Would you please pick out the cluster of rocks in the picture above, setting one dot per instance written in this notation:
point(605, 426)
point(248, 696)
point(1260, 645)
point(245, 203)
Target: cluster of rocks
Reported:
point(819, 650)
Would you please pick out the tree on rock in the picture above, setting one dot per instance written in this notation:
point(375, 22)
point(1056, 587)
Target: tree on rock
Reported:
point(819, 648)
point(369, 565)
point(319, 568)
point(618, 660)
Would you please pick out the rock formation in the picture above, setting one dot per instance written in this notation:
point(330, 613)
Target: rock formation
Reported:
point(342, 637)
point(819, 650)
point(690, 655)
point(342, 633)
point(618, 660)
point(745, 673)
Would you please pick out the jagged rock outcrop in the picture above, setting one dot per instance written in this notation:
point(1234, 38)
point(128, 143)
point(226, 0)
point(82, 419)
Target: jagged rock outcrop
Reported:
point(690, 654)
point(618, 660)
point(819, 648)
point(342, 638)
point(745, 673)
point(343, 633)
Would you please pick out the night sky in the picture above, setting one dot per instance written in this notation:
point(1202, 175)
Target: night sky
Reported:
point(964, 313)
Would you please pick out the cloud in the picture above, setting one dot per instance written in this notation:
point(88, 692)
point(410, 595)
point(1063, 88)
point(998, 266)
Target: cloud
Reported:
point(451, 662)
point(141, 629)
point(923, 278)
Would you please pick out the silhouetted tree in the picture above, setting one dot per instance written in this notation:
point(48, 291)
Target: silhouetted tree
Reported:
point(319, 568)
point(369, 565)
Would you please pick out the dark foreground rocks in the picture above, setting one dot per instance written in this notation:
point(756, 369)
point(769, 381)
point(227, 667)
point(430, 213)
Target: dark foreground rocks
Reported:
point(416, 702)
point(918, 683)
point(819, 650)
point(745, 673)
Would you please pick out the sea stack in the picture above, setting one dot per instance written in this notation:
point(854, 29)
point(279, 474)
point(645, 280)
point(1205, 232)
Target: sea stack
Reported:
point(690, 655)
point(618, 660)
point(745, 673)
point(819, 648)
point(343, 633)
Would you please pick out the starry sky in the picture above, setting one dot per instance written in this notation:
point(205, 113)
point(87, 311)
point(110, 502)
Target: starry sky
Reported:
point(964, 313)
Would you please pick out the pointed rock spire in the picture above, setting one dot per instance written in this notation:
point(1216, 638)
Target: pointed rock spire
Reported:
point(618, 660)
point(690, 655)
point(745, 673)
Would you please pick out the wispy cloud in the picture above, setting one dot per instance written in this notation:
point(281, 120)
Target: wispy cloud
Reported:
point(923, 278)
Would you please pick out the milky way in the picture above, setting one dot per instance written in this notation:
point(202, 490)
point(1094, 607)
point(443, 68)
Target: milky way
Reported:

• _Instructions to follow_
Repeat the listing above without any change.

• _Correct result_
Would you please pick out the cluster of rocks in the picture above, setting one dot per instance written in this notation:
point(605, 426)
point(248, 696)
point(1260, 645)
point(245, 203)
Target: cluster of rocks
Reported:
point(819, 650)
Would you please pick out the tree on rock in the picture above, setting one dot per instance written in this notation:
point(375, 22)
point(1056, 587)
Target: tree on rock
Reported:
point(819, 648)
point(369, 565)
point(319, 568)
point(618, 660)
Would you please pick out the rock formation in the picture above, setting one dot per instance written in this notation:
point(330, 613)
Target: rock formation
Reported:
point(342, 637)
point(819, 650)
point(690, 655)
point(342, 633)
point(618, 660)
point(745, 673)
Would you please pick out the jagged rock outcrop in the picture above, setting one dot per instance written in this notation:
point(1234, 38)
point(128, 143)
point(226, 0)
point(82, 419)
Target: jagged rock outcrop
Reported:
point(690, 654)
point(618, 660)
point(819, 648)
point(342, 638)
point(745, 673)
point(343, 633)
Would you please pick out the night sky in the picture above, setting one dot per instance written in this notation:
point(1202, 175)
Target: night sky
Reported:
point(964, 313)
Would you please pick out the cloud in the picture above, setting one dot per instance written in this notation:
point(88, 692)
point(410, 595)
point(1063, 88)
point(998, 266)
Target: cloud
Reported:
point(451, 662)
point(141, 629)
point(923, 278)
Would you please pick out the silhouetted tree in the picture above, setting one dot per instance written in this notation:
point(48, 291)
Target: silhouetted tree
Reported:
point(319, 568)
point(369, 565)
Would you please pick out the dark foreground rocks in the picture above, setting one dot per instance written in this notation:
point(756, 369)
point(769, 381)
point(227, 667)
point(430, 213)
Target: dark foreground rocks
Reported:
point(416, 702)
point(918, 683)
point(819, 650)
point(745, 673)
Would you please pick out the sea stack in the picture above, setting one dot per instance written in this notation:
point(854, 29)
point(279, 474)
point(645, 280)
point(1205, 232)
Target: sea stack
Reported:
point(690, 655)
point(618, 660)
point(745, 673)
point(819, 648)
point(343, 633)
Would you please pick out the starry sky in the picture above, setting one dot per instance written in this notation:
point(205, 113)
point(87, 311)
point(110, 502)
Target: starry sky
Reported:
point(964, 313)
Would you please pick out the pointed rock spire in the picture above, setting one dot per instance written in this notation:
point(1216, 638)
Target: pointed rock spire
Reported:
point(618, 660)
point(690, 655)
point(745, 673)
Would you please pick out the wispy cloud in the picture above, setting one dot per instance written in this notation:
point(281, 120)
Target: wispy cloud
Reported:
point(923, 278)
Would you please pick out the milky way in the picture above, setting one dot per instance written in this notation:
point(202, 490)
point(1094, 607)
point(443, 68)
Target: milky way
Reported:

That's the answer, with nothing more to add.